- _Written exercise_:
The lines to be copied run from the one containing "Question. For every instance of the illuminated gable" to the end of the material below; reproduce them exactly, including both ends, and nothing more.

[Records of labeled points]
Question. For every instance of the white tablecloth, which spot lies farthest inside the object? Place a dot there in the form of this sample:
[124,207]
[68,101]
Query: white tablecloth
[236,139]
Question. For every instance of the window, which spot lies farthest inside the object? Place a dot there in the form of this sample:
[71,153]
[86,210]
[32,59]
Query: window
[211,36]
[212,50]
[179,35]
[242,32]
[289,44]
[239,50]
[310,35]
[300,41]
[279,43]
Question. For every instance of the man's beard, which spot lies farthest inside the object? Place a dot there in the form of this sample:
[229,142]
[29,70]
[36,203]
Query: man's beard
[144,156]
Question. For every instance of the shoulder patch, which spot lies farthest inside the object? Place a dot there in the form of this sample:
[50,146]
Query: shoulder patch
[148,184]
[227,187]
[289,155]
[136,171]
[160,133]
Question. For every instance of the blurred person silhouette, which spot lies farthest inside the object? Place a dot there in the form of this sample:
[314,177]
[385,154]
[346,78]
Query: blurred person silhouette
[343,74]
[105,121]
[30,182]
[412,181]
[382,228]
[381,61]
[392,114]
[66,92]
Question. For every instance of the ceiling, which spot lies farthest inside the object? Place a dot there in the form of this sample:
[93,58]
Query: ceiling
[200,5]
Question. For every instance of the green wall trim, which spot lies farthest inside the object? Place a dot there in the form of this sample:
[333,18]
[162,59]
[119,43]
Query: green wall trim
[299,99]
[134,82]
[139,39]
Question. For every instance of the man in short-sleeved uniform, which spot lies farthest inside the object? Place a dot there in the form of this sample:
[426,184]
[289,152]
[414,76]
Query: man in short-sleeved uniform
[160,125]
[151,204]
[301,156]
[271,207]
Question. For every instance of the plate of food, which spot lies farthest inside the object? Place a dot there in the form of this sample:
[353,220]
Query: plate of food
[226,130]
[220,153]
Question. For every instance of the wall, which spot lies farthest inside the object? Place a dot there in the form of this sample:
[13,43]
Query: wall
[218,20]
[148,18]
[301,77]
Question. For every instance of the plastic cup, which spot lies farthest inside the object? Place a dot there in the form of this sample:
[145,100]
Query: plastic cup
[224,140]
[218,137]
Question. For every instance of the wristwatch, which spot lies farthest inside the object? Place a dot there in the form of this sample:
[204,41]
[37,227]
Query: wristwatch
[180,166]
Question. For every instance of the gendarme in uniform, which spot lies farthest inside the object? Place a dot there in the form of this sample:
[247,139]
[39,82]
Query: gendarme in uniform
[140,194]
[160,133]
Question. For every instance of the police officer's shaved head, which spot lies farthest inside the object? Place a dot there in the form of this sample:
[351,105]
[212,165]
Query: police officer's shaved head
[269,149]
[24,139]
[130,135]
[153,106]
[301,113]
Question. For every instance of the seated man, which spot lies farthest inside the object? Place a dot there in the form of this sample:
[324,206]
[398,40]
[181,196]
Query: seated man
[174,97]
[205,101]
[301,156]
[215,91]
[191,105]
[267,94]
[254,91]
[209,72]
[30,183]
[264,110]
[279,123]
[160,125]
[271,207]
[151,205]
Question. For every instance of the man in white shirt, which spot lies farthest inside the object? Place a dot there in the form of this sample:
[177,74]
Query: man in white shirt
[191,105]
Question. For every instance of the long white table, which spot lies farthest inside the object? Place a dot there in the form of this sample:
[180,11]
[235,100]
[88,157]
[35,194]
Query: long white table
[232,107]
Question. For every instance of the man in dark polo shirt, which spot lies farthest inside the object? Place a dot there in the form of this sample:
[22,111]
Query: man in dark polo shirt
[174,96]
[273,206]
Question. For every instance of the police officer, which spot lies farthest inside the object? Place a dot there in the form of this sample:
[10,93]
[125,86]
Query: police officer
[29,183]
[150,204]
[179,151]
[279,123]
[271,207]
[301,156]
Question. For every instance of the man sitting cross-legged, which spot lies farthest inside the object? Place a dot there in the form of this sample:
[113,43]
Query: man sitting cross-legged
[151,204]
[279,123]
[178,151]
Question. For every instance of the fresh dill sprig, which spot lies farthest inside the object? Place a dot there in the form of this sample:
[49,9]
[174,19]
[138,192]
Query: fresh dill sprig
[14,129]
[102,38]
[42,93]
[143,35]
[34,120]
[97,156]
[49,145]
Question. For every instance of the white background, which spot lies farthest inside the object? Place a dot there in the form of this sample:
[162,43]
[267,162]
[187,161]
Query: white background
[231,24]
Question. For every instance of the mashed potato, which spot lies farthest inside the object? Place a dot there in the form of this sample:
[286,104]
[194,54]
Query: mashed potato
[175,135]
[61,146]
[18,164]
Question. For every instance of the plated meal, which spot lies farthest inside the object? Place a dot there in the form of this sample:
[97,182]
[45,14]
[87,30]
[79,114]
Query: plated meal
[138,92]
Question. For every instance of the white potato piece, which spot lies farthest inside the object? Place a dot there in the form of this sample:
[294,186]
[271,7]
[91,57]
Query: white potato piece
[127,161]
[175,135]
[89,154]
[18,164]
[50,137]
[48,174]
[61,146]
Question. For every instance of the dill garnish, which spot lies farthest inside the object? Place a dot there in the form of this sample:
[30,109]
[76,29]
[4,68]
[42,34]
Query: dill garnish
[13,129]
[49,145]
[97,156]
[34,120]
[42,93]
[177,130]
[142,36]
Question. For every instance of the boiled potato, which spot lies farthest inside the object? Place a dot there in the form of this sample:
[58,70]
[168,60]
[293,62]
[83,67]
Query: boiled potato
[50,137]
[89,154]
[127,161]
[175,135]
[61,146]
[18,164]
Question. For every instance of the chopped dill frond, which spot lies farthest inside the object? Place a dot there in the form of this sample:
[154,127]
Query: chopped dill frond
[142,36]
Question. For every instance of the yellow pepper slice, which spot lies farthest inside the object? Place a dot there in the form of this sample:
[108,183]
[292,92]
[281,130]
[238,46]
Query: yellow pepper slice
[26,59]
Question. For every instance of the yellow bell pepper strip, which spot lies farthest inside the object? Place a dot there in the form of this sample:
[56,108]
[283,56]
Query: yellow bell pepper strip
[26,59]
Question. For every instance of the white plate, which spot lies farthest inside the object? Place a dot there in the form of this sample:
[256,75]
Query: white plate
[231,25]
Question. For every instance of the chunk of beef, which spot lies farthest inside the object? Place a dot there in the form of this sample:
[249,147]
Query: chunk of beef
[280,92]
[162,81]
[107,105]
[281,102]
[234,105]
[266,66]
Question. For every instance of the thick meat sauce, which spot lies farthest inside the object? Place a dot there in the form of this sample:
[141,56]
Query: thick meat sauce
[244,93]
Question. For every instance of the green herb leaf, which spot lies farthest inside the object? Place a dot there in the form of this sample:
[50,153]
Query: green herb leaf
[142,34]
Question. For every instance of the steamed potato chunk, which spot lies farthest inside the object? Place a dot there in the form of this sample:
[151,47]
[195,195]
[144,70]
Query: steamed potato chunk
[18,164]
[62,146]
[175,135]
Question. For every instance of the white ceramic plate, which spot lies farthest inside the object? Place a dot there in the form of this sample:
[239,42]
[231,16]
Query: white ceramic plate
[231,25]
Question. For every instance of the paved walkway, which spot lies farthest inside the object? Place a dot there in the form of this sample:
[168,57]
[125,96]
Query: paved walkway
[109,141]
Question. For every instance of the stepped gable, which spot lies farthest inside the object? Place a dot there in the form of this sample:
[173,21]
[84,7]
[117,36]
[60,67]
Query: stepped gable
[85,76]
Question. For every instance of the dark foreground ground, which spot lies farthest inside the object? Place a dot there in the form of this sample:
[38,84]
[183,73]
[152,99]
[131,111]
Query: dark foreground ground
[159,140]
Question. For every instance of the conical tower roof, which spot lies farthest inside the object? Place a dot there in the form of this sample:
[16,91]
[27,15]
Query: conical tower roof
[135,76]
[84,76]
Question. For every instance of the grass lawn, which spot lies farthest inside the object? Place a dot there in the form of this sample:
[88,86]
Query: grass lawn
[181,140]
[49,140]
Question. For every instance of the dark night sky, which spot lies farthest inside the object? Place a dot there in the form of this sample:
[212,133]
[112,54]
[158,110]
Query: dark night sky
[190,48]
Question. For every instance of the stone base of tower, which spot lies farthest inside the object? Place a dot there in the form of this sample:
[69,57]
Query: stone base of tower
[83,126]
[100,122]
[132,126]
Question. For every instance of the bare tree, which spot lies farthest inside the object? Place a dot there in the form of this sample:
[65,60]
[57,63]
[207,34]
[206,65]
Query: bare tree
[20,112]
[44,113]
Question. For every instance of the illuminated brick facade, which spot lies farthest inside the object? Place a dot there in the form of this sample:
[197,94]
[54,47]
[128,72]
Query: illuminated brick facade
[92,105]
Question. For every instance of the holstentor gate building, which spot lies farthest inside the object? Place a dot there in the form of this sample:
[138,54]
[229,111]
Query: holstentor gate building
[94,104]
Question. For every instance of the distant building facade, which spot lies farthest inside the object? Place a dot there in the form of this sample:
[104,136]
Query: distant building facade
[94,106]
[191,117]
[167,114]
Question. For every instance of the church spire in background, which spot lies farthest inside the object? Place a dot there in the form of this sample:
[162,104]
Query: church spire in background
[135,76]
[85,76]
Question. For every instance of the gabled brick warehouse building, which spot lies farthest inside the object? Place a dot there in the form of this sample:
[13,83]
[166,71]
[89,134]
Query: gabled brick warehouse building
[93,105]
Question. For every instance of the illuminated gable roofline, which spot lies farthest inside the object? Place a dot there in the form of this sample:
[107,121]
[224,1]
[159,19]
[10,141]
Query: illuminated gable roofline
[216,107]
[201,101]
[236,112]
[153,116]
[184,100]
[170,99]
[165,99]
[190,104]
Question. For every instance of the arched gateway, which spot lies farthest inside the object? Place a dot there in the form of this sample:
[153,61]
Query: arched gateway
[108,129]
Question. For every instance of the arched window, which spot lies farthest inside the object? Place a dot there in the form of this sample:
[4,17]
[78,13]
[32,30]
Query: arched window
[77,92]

- _Response to this task_:
Question. For every instance of the illuminated gable roofline, which spot lies farthest inside the object? Place a dot there in the form of this sample:
[107,121]
[224,1]
[159,19]
[10,141]
Query: illuminated gable roofline
[216,107]
[201,101]
[236,112]
[153,116]
[184,100]
[170,99]
[165,99]
[190,104]
Question. For every instance of the arched gateway, which spot lies farthest inside the object? Place a dot there in the form of this sample:
[153,61]
Query: arched gateway
[108,129]
Question. For every instance of the arched window, which spot lies farthest inside the object? Place a dot there in the form of this sample:
[4,17]
[78,13]
[32,30]
Query: arched window
[77,92]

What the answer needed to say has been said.